Start of INPUT FOR THIS TASK

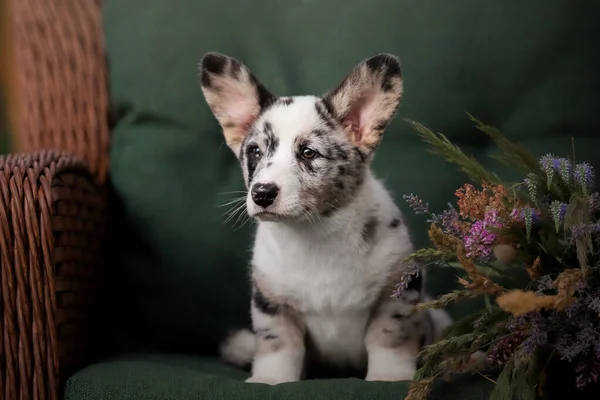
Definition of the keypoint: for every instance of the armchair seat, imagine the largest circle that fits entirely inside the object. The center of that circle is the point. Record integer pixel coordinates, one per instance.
(186, 377)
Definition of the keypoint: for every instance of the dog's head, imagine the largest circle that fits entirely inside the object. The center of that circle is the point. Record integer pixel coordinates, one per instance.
(302, 155)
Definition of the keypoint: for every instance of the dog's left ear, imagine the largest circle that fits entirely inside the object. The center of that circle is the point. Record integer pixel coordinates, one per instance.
(233, 94)
(367, 100)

End of INPUT FOR THIS TASK

• [YOUR TASK]: All lines from the one that holds "dog's head, imagine" through the end of the material, both ends included, should be restated exactly.

• [SOLUTION BELOW]:
Definition of the keypoint: for every instance of the dog's head, imagine the largest circle that fits entirely inside the object. The center of that circle is the point. Record integer pixel coordinates, one per instance.
(302, 155)
Definition of the keypoint: for every instance of the dog's left ear, imagine the largest circle that fits entirely inside the object. The center of that circle is the point. Record integer pixel coordinates, one per instance.
(233, 94)
(367, 100)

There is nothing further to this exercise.